● Job: Present the lines below as a numbered list, leaving out blank lines and omitting the pictures from your answer.

[Point annotation entries for images]
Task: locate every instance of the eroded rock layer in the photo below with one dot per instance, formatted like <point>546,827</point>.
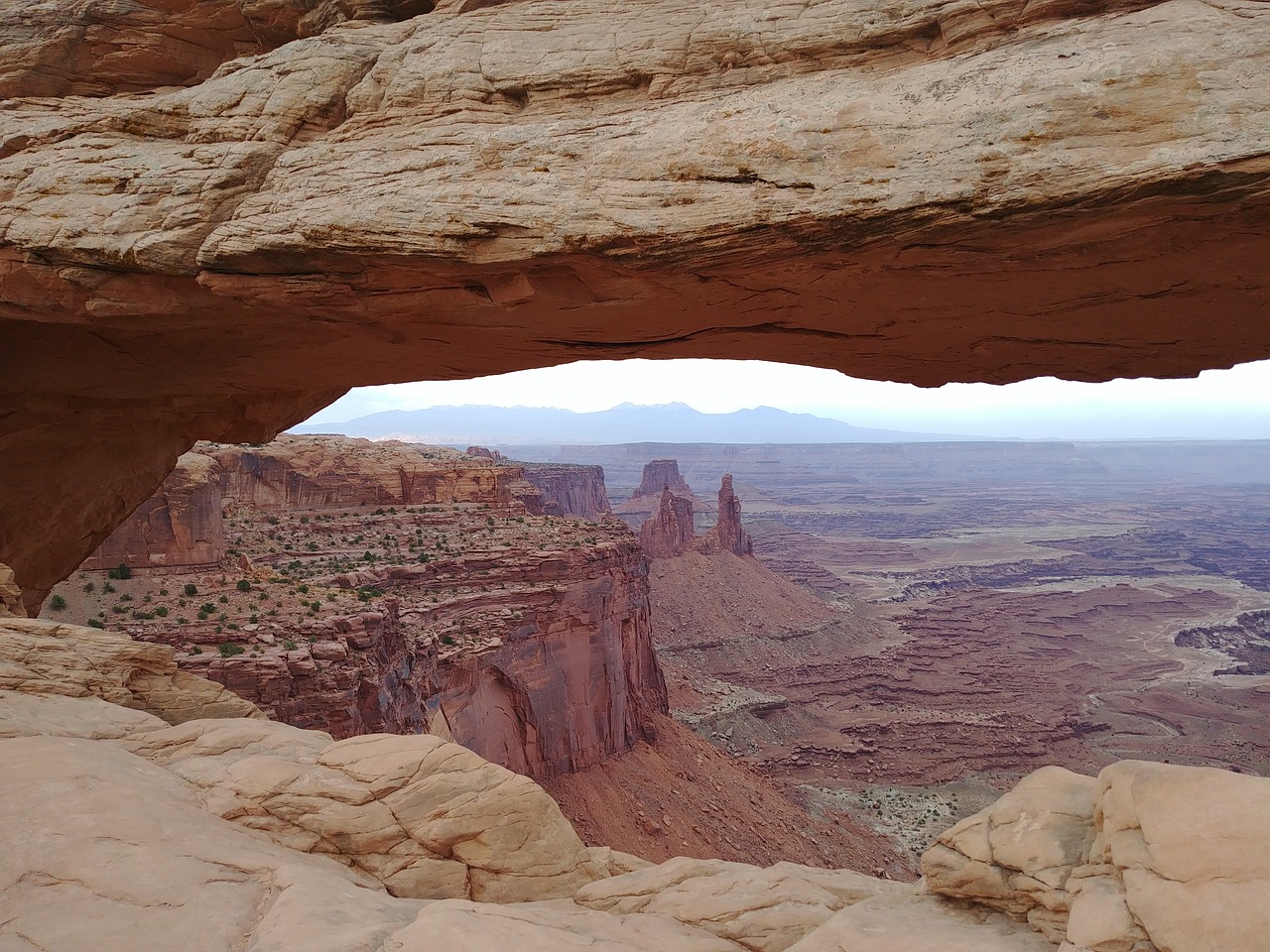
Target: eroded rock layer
<point>181,527</point>
<point>380,587</point>
<point>921,190</point>
<point>570,490</point>
<point>244,833</point>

● Solution to the exercise:
1. Task: locate every instance of the eroded rock layer in the photo below with one dot per instance, formatted like <point>546,827</point>.
2. Target: eroded rock layer
3. <point>181,527</point>
4. <point>380,587</point>
5. <point>921,190</point>
6. <point>570,490</point>
7. <point>244,833</point>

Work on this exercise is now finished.